━━━━━ Exercise passage

What is a Colonoscopy?

Colonoscopy is a procedure to directly examine the inside of your colon. This is done through the rectum with a long flexible instrument with a light on the end. The examination may be performed for a variety of reasons.

Proper preparation of the colon is extremely important. If stool remains in the bowel, an abnormality may be missed or the test may have to be repeated. The instructions for preparation are enclosed.

Medications will be given at the time of the examination to relax you and minimize any discomfort. Because these medications may make you sleepy for several hours, you should arrange to have someone help you with transportation home.

The examination is carried out with you lying on your side. A nurse will be present with you and the doctor. The colonoscope is inserted through the anus and passed into the colon. Then it is slowly withdrawn as the inside of the bowel is carefully examined. It is necessary to instill some air during the examination. This may cause a feeling of abdominal fullness. Some cramping may develop as the instrument passes around the curves of the colon. This usually lasts for a few seconds only.

The procedure may take anywhere from 15 minutes to an hour; if polyps are removed, it may take longer. After the examination is completed, you may rest in the office until the effects of the medication have subsided (30 minutes to an hour).

If polyps are found, they may be removed at the same time by placing a wire loop (snare) around the base of the polyp and passing an electric current through the wire. You will not feel this current. The polyp can then usually be retrieved and microscopically examined by a pathologist.

Some risks are associated with this procedure. There is a small risk of perforating the colon or causing excessive bleeding after biopsy or removal of a polyp. These are extremely rare occurrences which may require further surgery to correct the problem. Passage of a small amount of blood may occur after the procedure but is not cause for alarm.

(How to prepare yourself for your colonoscopy)

━━━━━━━━━━
━━━━━ Data listing

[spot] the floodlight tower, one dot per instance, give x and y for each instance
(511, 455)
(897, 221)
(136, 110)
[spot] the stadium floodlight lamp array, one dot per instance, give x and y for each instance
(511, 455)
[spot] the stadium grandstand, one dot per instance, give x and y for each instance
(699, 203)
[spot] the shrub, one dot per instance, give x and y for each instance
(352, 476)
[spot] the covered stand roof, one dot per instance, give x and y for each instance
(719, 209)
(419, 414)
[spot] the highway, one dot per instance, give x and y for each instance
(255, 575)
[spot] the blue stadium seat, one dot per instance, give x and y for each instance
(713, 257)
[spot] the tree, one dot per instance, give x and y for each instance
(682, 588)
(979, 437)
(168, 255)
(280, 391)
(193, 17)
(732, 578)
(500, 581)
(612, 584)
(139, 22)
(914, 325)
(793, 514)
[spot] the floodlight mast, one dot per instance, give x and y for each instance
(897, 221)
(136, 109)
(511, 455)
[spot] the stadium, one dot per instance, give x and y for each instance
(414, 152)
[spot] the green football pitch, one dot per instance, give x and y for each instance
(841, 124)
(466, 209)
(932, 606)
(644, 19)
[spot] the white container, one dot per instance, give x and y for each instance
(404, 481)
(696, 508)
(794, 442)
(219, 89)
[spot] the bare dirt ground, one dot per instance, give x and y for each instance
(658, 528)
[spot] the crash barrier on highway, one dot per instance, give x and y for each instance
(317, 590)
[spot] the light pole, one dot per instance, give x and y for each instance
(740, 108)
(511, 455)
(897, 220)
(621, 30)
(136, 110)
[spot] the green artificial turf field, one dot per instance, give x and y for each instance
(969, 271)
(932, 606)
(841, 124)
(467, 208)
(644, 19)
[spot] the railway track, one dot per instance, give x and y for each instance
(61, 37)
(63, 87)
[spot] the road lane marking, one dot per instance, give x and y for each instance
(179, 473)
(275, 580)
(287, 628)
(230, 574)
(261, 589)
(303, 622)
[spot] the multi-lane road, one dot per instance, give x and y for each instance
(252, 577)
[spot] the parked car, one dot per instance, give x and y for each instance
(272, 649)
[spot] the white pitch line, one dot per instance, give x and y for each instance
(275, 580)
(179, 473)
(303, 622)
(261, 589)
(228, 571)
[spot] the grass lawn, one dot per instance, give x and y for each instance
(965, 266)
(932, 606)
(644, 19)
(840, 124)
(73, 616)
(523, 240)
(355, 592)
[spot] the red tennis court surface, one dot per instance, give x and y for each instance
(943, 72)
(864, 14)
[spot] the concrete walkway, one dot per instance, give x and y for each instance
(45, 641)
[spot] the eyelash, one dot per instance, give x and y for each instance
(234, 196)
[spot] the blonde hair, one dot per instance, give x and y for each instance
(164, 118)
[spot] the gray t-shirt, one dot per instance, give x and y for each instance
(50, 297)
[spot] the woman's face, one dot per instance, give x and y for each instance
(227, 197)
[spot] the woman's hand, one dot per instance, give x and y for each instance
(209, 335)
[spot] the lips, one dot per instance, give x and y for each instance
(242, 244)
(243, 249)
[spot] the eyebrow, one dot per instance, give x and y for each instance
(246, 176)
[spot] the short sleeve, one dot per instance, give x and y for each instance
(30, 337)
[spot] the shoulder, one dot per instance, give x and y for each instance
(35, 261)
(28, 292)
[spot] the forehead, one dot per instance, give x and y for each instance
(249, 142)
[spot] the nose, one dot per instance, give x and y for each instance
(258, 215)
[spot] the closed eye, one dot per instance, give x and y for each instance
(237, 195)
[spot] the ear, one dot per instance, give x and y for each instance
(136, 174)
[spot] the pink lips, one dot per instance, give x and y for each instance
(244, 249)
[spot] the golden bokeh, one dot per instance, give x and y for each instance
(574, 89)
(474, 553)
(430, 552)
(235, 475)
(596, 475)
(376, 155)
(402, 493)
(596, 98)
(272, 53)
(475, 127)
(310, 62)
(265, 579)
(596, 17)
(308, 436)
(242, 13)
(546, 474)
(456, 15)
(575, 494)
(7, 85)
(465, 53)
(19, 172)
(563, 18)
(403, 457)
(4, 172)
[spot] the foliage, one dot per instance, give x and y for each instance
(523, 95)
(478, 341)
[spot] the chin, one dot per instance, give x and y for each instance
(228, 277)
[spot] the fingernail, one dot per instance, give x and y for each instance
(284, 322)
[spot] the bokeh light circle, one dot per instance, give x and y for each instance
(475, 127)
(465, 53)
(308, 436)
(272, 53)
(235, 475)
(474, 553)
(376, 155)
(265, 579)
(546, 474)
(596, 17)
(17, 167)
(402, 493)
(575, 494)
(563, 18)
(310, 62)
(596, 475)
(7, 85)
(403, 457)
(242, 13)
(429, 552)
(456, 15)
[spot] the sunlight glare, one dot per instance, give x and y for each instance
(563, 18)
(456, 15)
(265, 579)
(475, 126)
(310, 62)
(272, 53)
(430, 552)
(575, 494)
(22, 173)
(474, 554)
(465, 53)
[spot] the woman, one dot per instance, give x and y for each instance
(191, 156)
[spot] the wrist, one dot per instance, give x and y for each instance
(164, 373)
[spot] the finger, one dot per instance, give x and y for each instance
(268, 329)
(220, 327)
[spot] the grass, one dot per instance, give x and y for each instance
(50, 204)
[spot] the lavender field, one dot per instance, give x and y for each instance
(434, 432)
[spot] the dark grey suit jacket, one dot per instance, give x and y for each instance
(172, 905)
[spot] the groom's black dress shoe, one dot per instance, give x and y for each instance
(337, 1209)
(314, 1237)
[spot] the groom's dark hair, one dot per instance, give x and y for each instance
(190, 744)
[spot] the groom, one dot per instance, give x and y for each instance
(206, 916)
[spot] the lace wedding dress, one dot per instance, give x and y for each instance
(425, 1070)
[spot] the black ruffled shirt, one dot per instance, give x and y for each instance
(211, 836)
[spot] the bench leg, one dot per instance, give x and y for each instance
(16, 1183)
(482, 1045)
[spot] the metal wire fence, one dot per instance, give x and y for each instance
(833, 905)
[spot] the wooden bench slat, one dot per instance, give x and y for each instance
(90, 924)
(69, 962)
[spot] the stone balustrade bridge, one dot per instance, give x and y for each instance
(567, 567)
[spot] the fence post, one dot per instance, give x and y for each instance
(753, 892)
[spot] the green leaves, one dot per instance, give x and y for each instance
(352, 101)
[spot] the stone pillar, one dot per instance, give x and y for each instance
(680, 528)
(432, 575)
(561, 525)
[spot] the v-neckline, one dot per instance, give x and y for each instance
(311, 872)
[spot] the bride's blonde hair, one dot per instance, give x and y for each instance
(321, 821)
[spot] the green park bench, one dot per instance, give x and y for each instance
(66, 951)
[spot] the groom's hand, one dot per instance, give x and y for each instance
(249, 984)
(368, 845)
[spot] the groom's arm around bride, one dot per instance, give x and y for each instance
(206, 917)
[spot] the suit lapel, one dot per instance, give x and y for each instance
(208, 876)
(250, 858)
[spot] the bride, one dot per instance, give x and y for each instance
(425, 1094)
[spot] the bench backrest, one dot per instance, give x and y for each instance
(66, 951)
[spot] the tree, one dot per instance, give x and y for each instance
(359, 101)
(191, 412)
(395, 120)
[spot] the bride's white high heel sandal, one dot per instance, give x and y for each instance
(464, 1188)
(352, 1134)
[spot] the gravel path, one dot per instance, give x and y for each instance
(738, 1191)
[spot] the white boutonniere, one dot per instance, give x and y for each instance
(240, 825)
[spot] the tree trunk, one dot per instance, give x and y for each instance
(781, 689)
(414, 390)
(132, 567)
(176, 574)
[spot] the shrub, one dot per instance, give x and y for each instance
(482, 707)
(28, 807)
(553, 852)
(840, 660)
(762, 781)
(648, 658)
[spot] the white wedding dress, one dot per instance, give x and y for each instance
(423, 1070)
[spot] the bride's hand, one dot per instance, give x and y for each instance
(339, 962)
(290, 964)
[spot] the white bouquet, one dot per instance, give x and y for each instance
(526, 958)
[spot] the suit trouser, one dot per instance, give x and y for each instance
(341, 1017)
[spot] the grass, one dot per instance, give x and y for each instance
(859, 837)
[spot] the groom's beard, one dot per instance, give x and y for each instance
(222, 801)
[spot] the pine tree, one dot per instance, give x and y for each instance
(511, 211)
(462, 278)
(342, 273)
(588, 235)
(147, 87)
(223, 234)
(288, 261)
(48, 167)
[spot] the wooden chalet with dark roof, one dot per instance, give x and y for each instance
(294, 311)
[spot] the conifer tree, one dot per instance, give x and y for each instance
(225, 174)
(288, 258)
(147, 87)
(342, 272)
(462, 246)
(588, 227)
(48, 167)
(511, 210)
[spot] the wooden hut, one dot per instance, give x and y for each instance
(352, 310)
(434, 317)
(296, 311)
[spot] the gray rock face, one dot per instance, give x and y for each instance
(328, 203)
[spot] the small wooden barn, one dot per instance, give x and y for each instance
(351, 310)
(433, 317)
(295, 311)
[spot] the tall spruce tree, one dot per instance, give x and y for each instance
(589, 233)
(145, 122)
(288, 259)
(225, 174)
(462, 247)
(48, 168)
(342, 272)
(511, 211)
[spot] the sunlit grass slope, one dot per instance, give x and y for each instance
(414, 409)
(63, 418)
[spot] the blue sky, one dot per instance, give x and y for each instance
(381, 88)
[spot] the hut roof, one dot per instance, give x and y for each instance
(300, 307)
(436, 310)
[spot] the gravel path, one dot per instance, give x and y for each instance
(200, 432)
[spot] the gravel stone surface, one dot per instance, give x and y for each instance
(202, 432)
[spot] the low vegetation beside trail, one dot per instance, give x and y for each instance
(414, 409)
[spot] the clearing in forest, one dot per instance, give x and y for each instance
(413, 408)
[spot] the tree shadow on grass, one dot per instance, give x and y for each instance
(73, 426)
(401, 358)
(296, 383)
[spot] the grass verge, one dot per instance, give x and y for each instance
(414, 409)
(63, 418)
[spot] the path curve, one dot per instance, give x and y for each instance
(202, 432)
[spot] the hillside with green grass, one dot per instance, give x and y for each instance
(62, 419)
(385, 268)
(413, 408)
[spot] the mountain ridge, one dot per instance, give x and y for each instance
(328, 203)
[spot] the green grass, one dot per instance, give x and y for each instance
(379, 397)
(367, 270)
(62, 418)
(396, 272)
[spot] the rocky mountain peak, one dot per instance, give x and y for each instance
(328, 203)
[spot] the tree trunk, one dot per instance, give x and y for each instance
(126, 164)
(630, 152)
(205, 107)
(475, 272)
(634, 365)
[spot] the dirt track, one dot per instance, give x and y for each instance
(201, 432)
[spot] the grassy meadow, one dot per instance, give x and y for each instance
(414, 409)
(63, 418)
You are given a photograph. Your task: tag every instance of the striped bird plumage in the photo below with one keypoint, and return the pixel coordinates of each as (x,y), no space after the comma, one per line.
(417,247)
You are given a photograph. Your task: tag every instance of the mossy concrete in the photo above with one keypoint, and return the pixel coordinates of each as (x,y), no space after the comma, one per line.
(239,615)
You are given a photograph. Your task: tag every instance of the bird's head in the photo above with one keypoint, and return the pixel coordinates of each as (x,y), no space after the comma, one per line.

━━━━━━━━━━

Work request:
Please reproduce the entire colonoscopy text word for word.

Written reply:
What is a Colonoscopy?

Colonoscopy is a procedure to directly examine the inside of your colon. This is done through the rectum with a long flexible instrument with a light on the end. The examination may be performed for a variety of reasons.

Proper preparation of the colon is extremely important. If stool remains in the bowel, an abnormality may be missed or the test may have to be repeated. The instructions for preparation are enclosed.

Medications will be given at the time of the examination to relax you and minimize any discomfort. Because these medications may make you sleepy for several hours, you should arrange to have someone help you with transportation home.

The examination is carried out with you lying on your side. A nurse will be present with you and the doctor. The colonoscope is inserted through the anus and passed into the colon. Then it is slowly withdrawn as the inside of the bowel is carefully examined. It is necessary to instill some air during the examination. This may cause a feeling of abdominal fullness. Some cramping may develop as the instrument passes around the curves of the colon. This usually lasts for a few seconds only.

The procedure may take anywhere from 15 minutes to an hour; if polyps are removed, it may take longer. After the examination is completed, you may rest in the office until the effects of the medication have subsided (30 minutes to an hour).

If polyps are found, they may be removed at the same time by placing a wire loop (snare) around the base of the polyp and passing an electric current through the wire. You will not feel this current. The polyp can then usually be retrieved and microscopically examined by a pathologist.

Some risks are associated with this procedure. There is a small risk of perforating the colon or causing excessive bleeding after biopsy or removal of a polyp. These are extremely rare occurrences which may require further surgery to correct the problem. Passage of a small amount of blood may occur after the procedure but is not cause for alarm.

(How to prepare yourself for your colonoscopy)